Objective A –
In the sustainability interview, rewrite the passage starting with "Sustainability is very" and going on through "problems is waste.", with "congresses" changed to "conferences".

Selected excerpt –
┌──

Sustainability is very important for you …

True. When you work with food, with farmers and attend congresses like our MAD, you start asking yourself many questions and you become aware of all the problems. Innovation, capital and ethical thinking should always be naturally connected – leaders should dedicate more attention to it. In our work one of the greatest problems is waste.

Forest flavours, chocolate and eggnog at Noma. Photo: HdG photography.
Forest flavours, chocolate and eggnog at Noma. Photo: HdG photography.

That’s why you started working also with waste and create dishes also out of things which often get discarded …

Yes, for us it’s not only a creative concept – it’s about finding ways for elimination of waste, which is a very complex matter. We are always trying to create our menu in such a way, that guests don’t leave anything on the plate. We also don’t use only that perfectly beautiful part of cauliflower as it’s common in the haute cuisine. We are finding ways for using also things as entrails and remains of bread… This is our great daily challenge. We have also a compost machine in which we put all the food remains/waste trying to create soil out of it. It works, just our soil has still too high levels of acidity, so there is still some research to do.

└──

Working data –
┌──

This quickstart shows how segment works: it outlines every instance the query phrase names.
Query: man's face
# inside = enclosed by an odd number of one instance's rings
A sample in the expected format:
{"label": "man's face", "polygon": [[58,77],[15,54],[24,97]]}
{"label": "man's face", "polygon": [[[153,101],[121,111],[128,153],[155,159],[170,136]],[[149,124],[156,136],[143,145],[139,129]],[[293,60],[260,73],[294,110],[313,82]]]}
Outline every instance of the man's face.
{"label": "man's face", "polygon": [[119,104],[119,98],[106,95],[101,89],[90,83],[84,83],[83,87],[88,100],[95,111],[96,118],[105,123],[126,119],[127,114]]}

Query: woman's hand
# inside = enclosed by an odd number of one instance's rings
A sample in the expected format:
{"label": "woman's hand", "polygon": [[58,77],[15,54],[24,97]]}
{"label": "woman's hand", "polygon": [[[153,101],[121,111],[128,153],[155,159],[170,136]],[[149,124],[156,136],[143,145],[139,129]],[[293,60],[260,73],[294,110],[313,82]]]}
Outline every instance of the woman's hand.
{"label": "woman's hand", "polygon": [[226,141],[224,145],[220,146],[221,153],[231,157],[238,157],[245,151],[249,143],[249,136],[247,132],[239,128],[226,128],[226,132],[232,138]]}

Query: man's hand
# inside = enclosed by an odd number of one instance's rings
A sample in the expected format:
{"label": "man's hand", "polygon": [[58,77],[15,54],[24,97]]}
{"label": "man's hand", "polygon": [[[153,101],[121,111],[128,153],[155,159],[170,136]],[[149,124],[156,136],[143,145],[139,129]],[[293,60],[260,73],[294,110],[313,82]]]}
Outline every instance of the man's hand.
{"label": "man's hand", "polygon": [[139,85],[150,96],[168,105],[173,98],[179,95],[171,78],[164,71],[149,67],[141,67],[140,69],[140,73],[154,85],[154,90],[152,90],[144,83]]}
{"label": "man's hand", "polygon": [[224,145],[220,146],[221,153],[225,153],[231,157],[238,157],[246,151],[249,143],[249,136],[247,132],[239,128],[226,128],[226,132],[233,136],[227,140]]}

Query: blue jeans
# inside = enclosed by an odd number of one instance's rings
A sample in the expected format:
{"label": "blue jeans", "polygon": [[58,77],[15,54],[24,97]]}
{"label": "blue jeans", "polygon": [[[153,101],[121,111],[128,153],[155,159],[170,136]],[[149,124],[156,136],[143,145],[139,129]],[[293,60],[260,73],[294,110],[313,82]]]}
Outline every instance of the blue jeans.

└──

Objective B –
Set out the records as a numbered list, starting at their first line and going on through the line with "Outline every instance of the man's face.", with blank lines left out.

Written response A –
Sustainability is very important for you …

True. When you work with food, with farmers and attend conferences like our MAD, you start asking yourself many questions and you become aware of all the problems. Innovation, capital and ethical thinking should always be naturally connected – leaders should dedicate more attention to it. In our work one of the greatest problems is waste.

Written response B –
1. This quickstart shows how segment works: it outlines every instance the query phrase names.
2. Query: man's face
3. # inside = enclosed by an odd number of one instance's rings
4. A sample in the expected format:
5. {"label": "man's face", "polygon": [[58,77],[15,54],[24,97]]}
6. {"label": "man's face", "polygon": [[[153,101],[121,111],[128,153],[155,159],[170,136]],[[149,124],[156,136],[143,145],[139,129]],[[293,60],[260,73],[294,110],[313,82]]]}
7. Outline every instance of the man's face.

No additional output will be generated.